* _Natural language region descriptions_
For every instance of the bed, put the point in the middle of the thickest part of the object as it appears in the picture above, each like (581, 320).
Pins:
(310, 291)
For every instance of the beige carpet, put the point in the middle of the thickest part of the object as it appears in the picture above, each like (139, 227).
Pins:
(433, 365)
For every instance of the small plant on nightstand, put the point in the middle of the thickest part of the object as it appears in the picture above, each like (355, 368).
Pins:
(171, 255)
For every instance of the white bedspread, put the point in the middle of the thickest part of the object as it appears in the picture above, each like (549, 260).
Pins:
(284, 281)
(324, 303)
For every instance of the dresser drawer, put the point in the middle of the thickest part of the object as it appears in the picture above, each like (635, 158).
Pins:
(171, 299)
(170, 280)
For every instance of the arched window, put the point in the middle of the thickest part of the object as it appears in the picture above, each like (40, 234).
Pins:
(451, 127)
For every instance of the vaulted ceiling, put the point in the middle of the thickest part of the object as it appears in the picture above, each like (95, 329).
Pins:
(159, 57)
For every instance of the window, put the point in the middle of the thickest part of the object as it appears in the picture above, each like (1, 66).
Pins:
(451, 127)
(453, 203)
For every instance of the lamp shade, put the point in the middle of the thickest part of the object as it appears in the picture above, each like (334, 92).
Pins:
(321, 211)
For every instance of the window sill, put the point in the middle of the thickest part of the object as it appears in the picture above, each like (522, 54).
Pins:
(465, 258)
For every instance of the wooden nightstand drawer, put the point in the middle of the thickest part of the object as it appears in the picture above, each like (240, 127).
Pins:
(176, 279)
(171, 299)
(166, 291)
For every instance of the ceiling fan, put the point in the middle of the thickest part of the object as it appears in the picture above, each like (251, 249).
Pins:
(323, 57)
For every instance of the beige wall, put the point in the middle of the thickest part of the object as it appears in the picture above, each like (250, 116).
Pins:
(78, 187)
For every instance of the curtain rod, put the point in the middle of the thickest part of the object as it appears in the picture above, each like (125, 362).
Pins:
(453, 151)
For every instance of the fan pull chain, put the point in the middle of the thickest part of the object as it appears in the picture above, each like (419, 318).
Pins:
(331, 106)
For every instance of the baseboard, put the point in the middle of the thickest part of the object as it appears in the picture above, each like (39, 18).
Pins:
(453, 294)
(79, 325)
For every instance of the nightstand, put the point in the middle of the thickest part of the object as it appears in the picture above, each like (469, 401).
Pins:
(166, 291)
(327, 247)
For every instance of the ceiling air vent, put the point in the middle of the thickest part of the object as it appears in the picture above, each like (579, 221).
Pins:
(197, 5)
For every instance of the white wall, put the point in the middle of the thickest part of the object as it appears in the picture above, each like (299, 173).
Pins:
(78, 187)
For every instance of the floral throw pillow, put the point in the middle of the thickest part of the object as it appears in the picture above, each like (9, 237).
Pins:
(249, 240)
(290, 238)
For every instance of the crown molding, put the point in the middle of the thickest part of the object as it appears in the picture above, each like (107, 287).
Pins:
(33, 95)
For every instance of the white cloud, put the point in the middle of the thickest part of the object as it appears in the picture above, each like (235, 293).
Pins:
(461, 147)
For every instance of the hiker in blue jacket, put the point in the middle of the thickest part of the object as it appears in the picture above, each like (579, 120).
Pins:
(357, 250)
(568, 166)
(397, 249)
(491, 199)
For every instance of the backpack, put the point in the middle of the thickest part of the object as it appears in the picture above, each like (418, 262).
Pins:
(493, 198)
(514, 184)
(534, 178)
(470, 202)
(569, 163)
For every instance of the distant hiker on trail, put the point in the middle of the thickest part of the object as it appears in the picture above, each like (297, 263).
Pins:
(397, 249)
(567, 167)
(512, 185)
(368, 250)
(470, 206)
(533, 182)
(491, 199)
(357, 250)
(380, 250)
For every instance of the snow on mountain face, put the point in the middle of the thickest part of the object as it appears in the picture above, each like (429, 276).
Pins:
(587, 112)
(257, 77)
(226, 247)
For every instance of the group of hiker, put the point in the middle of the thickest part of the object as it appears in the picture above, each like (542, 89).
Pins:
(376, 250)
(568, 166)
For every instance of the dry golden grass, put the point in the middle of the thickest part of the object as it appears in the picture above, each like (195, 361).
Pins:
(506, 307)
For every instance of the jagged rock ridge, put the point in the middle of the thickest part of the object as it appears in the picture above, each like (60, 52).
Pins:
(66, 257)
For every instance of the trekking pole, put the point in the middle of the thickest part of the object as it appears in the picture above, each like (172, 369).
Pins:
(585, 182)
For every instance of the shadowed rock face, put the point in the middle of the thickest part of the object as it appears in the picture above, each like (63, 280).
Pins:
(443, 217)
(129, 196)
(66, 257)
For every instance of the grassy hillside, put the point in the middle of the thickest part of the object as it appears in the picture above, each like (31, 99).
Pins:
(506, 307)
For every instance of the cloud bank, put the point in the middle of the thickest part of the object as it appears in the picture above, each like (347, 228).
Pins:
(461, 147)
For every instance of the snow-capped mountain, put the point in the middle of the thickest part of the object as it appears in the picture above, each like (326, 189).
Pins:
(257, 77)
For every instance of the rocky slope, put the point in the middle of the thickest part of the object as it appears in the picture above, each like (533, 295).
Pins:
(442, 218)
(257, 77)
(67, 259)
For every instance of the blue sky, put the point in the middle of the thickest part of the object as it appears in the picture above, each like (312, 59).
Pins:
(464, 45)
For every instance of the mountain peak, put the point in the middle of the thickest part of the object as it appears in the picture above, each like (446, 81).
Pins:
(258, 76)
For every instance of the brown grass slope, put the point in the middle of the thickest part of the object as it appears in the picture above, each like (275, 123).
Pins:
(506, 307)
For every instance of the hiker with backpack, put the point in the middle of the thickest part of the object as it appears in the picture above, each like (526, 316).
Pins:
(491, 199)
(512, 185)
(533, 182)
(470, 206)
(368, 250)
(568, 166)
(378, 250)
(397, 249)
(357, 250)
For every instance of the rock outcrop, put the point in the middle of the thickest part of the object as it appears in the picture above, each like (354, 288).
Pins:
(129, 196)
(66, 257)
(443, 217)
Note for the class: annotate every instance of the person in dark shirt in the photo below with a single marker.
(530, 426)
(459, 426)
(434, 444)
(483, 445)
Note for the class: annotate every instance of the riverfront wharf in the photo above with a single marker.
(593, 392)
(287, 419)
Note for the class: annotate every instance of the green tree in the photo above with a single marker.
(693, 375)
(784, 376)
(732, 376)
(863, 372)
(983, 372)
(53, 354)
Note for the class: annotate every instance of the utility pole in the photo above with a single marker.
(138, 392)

* _Task description_
Write the entries out again verbatim, every one of them.

* _Task response_
For every instance of the bed, put the point in the middle of the thickest part of the object as it appears in the picture above, each like (581, 320).
Pins:
(310, 291)
For every instance of the beige carpet, put the point in the middle of the thickest part of the object as it appears in the picture above, each like (139, 227).
Pins:
(433, 365)
For every instance of the small plant on nightstand, put the point in the middle of the thickest part of the object as it appears in the picture above, each like (355, 368).
Pins:
(171, 255)
For every instance of the white bedspread, put the point in the middle of the thickest part of the object as it appears in the picture above, each like (549, 260).
Pins:
(284, 281)
(324, 303)
For every instance of the dresser drawer, put the point in the middle of the thickest part of the object as it appears in the picture above, each like (635, 158).
Pins:
(171, 299)
(170, 280)
For every instance of the arched window, put the point in the middle of the thickest part of the object as it appears in the picture above, each like (40, 234).
Pins:
(451, 127)
For every instance of the vaulted ceiling, put the point in the middle of the thickest part of the object as it appears in the picture above, each like (95, 329).
Pins:
(159, 57)
For every instance of the window, put the point in the middle of the thickest part of the object as it appears in the picture above, each like (1, 66).
Pins:
(451, 127)
(453, 203)
For every instance of the lamp shade, put the point in the middle of the thickest part of the object as it appears in the picture above, each like (334, 92).
Pins:
(321, 211)
For every instance of the window sill, put the point in the middle of the thickest part of the object as it appears in the picture above, each like (522, 54).
Pins:
(465, 258)
For every instance of the wooden nightstand drawer, put the point in the middle of the thickest part of the object as it appears in the picture above, each like (240, 127).
Pins:
(176, 279)
(171, 299)
(166, 291)
For every instance of the ceiling fan, put the point in the middle of the thickest part of the object as it appears in the picture above, each like (251, 249).
Pins:
(323, 57)
For every instance of the beige wall, put the point in the middle of the thickest part of the object as it appears in the picture above, each like (250, 116).
Pins:
(78, 187)
For every instance of the curtain rod, put the point in the middle of the thickest part of the object as it appears in the picture above, each like (125, 362).
Pins:
(453, 151)
For every instance of the fan pull chain, put the point in the middle of the thickest part of the object as it appears in the picture above, each like (419, 318).
Pins:
(331, 106)
For every instance of the baseboard, put the point in the middle of the thickest part of the object as it appears in the picture above, each like (39, 18).
Pins:
(453, 294)
(79, 325)
For every instance of the nightstand, put the point in the middle of the thickest part of the object as it appears in the picture above, each like (469, 401).
Pins:
(166, 291)
(327, 247)
For every instance of the ceiling air vent, put the point in the middle of the thickest part of the object as it appears in the picture above, each like (579, 221).
Pins:
(197, 5)
For every instance of the white wall, put the point in the middle of the thickest part of the object as it appears in the picture above, each like (299, 173).
Pins:
(78, 187)
For every instance of the floral throw pillow, put the point in the middle of the thickest part of the object as it appears in the picture above, each like (9, 237).
Pins:
(249, 240)
(290, 238)
For every instance of the crown molding, put the point in the middle of the thickest part of the object as it appears in the picture above, each like (107, 287).
Pins:
(33, 95)
For every instance of the white cloud, put the point in the middle of the thickest part of the object as it appears in the picture above, each like (235, 293).
Pins:
(461, 147)
For every instance of the hiker in blue jacket, put the point in the middle of the thickest part of the object as it appears in the picture above, each like (579, 120).
Pins:
(357, 250)
(568, 166)
(397, 249)
(491, 199)
For every instance of the backpack, put the point in the middle of the thickest part of the object as it appears in the picture above, each like (418, 262).
Pins:
(493, 198)
(514, 184)
(534, 178)
(470, 202)
(569, 163)
For every instance of the distant hiker on trail, put the point in the middle of the thickest part of the object as it appears in the picture above, each like (297, 263).
Pins:
(397, 249)
(567, 167)
(512, 185)
(368, 250)
(470, 206)
(533, 182)
(491, 199)
(357, 250)
(380, 250)
For every instance of the snow on mountain face, put the point in the middle of the thickest part of the object as it appears in the picture above, each like (429, 276).
Pins:
(587, 112)
(257, 77)
(226, 247)
For every instance of the group of hiker, put the point in the middle of the thickest part of the object as it appears in the picture above, each like (542, 89).
Pins:
(376, 250)
(568, 166)
For every instance of the dry golden grass, put the point in the middle of the thickest part of the object as it appears in the picture above, each like (195, 361).
Pins:
(506, 307)
For every instance of the jagged rock ridge, put the point in the middle of the thickest part of the object as it appears in the picture above, each like (60, 52).
Pins:
(66, 257)
For every instance of the trekking pole, put the point in the middle of the thickest part of the object as it appears in the picture above, each like (172, 369).
Pins:
(585, 182)
For every instance of the shadowed rock face, put the point in the middle of the thickest part of the object as it appears in the picture above, each like (63, 280).
Pins:
(443, 217)
(129, 196)
(66, 257)
For every instance of the grassy hillside, put the point in the middle of the thickest part of the object as it appears in the picture above, each like (31, 99).
Pins:
(506, 307)
For every instance of the cloud bank, put the point in the middle of the thickest part of the object as it appears in the picture above, each like (347, 228).
Pins:
(461, 147)
For every instance of the snow-capped mountain, put the point in the middle of the thickest part of the object as it appears in the picture above, each like (326, 189).
Pins:
(257, 77)
For every instance of the rocky slope, put the point in the middle of the thickest part of the object as it appears in the picture above, each like (533, 295).
Pins:
(442, 218)
(257, 77)
(67, 259)
For every instance of the blue sky, put the point in the middle of the thickest part of the object as it appears in the picture above, each like (312, 59).
Pins:
(464, 45)
For every instance of the mountain peak, put the point in the middle of the thickest part of the object as it appears in the picture above, each like (446, 81).
Pins:
(258, 76)
For every instance of the brown grass slope, put the point in the middle of the thickest part of the object as it appears in the picture above, each like (275, 123).
Pins:
(506, 307)
For every instance of the hiker with backpack, put the point in the middle of the thickest part of the object as it appears in the picture above, each like (526, 316).
Pins:
(491, 199)
(512, 185)
(533, 182)
(470, 206)
(368, 250)
(568, 166)
(378, 250)
(397, 249)
(357, 250)
For every instance of the rock outcrop, put the point in the middle of the thickest part of the object as it appears in the picture above, each like (354, 288).
Pins:
(129, 196)
(66, 257)
(443, 217)
Note for the class: annotate every instance of the person in dark shirt in the photo below with a single marker.
(530, 426)
(459, 426)
(434, 444)
(483, 445)
Note for the class: annotate every instance of the riverfront wharf in the photo above with a single marker.
(593, 392)
(287, 419)
Note for the class: annotate every instance of the green tree in the photo above with a single marker.
(693, 375)
(784, 376)
(732, 376)
(863, 372)
(983, 372)
(53, 354)
Note for the class: annotate every instance of the utility pole in the photo above with a single marker.
(138, 392)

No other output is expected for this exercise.